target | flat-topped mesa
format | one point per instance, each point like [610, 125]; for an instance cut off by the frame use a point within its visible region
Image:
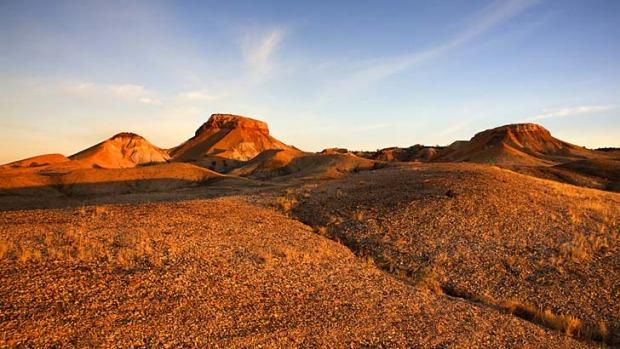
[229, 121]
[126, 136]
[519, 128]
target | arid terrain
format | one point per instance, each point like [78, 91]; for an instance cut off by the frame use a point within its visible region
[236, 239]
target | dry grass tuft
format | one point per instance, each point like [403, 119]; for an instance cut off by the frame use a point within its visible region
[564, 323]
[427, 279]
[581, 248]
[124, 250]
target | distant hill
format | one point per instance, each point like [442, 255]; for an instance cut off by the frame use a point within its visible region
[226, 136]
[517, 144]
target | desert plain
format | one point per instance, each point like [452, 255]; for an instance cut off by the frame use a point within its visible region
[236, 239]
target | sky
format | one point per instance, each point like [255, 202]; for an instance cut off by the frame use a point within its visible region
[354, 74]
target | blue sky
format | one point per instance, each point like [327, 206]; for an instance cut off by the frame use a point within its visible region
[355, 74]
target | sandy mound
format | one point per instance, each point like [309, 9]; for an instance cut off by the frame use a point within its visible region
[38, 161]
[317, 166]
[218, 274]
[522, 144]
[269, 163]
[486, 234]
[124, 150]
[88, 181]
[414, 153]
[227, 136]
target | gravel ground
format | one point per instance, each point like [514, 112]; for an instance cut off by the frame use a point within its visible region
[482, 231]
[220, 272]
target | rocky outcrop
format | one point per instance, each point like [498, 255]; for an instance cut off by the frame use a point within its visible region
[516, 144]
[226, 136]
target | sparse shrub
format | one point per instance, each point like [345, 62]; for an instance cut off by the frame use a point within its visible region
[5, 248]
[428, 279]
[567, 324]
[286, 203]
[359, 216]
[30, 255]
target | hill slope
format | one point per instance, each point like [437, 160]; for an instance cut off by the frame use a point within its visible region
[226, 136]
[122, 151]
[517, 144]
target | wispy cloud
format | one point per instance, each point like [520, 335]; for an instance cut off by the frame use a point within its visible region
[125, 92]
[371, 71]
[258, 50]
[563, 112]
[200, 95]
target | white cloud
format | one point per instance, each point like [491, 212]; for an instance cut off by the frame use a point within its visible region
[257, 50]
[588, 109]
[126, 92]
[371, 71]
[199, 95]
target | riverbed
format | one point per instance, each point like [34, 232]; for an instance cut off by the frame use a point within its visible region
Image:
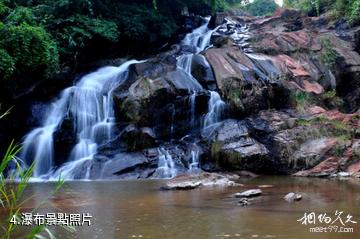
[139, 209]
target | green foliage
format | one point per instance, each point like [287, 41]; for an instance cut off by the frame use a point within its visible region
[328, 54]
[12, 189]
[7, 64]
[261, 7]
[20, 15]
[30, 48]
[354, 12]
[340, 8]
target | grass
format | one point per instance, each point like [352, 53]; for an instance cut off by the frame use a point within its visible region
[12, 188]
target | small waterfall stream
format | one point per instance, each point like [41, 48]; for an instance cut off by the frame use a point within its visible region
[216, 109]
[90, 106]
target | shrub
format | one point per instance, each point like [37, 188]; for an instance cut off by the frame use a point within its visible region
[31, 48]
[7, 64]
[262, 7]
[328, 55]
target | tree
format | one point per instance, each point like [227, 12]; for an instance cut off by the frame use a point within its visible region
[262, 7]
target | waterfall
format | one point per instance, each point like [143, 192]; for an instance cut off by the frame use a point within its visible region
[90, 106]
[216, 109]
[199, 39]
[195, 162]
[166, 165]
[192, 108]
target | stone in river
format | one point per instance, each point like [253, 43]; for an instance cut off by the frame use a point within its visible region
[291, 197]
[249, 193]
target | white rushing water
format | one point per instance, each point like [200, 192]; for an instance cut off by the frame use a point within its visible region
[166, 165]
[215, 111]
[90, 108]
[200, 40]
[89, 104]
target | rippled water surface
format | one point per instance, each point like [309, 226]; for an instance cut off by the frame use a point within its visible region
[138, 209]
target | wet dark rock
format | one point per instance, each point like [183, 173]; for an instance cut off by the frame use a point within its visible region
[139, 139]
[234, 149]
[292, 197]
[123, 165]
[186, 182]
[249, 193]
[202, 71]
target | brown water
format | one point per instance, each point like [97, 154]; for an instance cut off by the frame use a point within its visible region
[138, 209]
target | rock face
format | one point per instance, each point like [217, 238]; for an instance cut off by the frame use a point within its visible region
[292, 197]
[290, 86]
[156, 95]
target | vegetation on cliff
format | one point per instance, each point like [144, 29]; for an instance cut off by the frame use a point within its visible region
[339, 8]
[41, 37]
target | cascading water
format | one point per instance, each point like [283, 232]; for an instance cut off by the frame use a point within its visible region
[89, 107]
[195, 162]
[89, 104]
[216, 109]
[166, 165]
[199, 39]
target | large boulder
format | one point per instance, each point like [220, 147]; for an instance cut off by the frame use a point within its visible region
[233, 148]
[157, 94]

◇ ◇ ◇ ◇ ◇

_What to produce_
A faithful copy of the records above is needed, with the pictures left out.

_Solution_
target | flat-topped mesa
format | one point per instance, each point like [610, 125]; for an instance cut off by the frame use a point within its visible region
Image:
[229, 121]
[126, 136]
[519, 128]
target | arid terrain
format | one point per instance, each point like [78, 91]; for an instance cut off by the frame use a point within its visible region
[236, 239]
target | dry grass tuft
format | one point per instance, each point like [403, 119]; for an instance cut off by the frame use a point within its visible region
[564, 323]
[427, 279]
[581, 248]
[124, 250]
target | distant hill
format | one point per instance, each point like [442, 255]; for an instance cut off by the frame use a point within its visible region
[226, 136]
[517, 144]
target | desert plain
format | one point per instance, each point like [452, 255]; for an instance cut off by the frame use a point within its visible region
[236, 239]
target | sky
format | one point per instance, each point like [255, 202]; for an instance cut off by the frame use a point within its visible region
[354, 74]
target | blue sky
format | one point per instance, each point like [327, 206]; for an instance cut off by the frame use a point within its visible region
[355, 74]
target | sandy mound
format | one point per instance, each point like [309, 9]; for an instance cut off by the frame use a point within its visible region
[38, 161]
[317, 166]
[218, 274]
[522, 144]
[269, 163]
[486, 234]
[124, 150]
[88, 181]
[414, 153]
[227, 136]
target | gravel ground
format | one point per instance, each point like [514, 112]; for an instance cut off by the frame use a point within its visible region
[482, 231]
[220, 272]
target | rocky outcrop
format | one point per instance, each point like [498, 255]; for an instance cut off by the frame use a point within its visible region
[516, 144]
[226, 136]
target | sparse shrub
format | one point per instance, each point like [345, 62]; for an instance cut off by the frame use a point within its visible region
[5, 248]
[428, 279]
[567, 324]
[286, 203]
[359, 216]
[30, 255]
target | hill slope
format | one point per instance, each point like [437, 160]; for an instance cut off by the frame use a point within its visible region
[226, 136]
[122, 151]
[517, 144]
target | wispy cloud
format | one point per instance, each point like [520, 335]; for an instance cut off by the frame use a point within its visible region
[125, 92]
[371, 71]
[258, 50]
[563, 112]
[200, 95]
target | white cloud
format | one point per instance, each point like [491, 212]; for an instance cut off by the frame use a point within its visible region
[257, 50]
[588, 109]
[126, 92]
[371, 71]
[199, 95]
target | riverbed
format | one point per instance, each point like [34, 232]; for an instance cut off by the frame use a point within its visible region
Image:
[139, 209]
target | green foliage
format | one point per instance, each point like [287, 41]; for an instance cut off by the frame use a point within its visible region
[328, 54]
[12, 189]
[7, 64]
[261, 7]
[20, 15]
[30, 48]
[354, 12]
[340, 8]
target | grass
format | one point per instance, each point like [352, 53]; for an instance cut off by the frame use a point within its visible region
[12, 188]
target | small waterfall stream
format | one point per instance, each point like [41, 48]; for an instance cut off by the frame use a point within its visible region
[216, 109]
[90, 106]
target | shrub
format | one point per instance, each point like [37, 188]; for an instance cut off by the frame use a point within its visible region
[31, 48]
[7, 64]
[262, 7]
[328, 55]
target | tree
format | one point per instance, each point like [227, 12]; for an instance cut off by the frame use a point within its visible region
[262, 7]
target | waterfall
format | one point per instance, each point like [143, 192]; for an instance cut off by the frame use a point within its visible region
[90, 106]
[216, 109]
[199, 39]
[195, 162]
[166, 165]
[192, 108]
target | stone in river
format | one point per instance, each point like [253, 43]; for an instance cut off by the frame use a point within its visible region
[291, 197]
[249, 193]
target | white rushing water
format | one point per instance, each point like [200, 192]; for an instance cut off by the frame use a point within its visible region
[166, 165]
[215, 111]
[90, 108]
[200, 40]
[89, 104]
target | rippled water surface
format | one point per instance, each point like [309, 226]; for an instance cut off by the frame use a point within its visible region
[138, 209]
target | wet dark rock
format | one point per instance, each point like [183, 173]; for an instance cut off by the frame use a point within its visible region
[139, 139]
[234, 149]
[292, 197]
[123, 165]
[186, 182]
[249, 193]
[202, 71]
target | brown water
format | one point per instance, each point like [97, 154]; for an instance cut off by the frame use a point within its visible region
[138, 209]
target | rock face
format | one point per instance, each point like [217, 238]; for an instance cut off by the frame use a point within its visible region
[292, 197]
[290, 86]
[156, 95]
target | vegetation on cliff
format | one point per instance, each point like [144, 29]; for an instance cut off by the frame use a point within its visible region
[339, 8]
[41, 37]
target | cascading water
format | one point per instance, each point like [283, 232]; for an instance cut off by the frame use a point within its visible region
[89, 107]
[195, 162]
[89, 104]
[216, 109]
[166, 165]
[199, 39]
target | large boulder
format | one point per instance, each point like [220, 147]; for an instance cut off by the frame use a point within its visible region
[233, 148]
[157, 94]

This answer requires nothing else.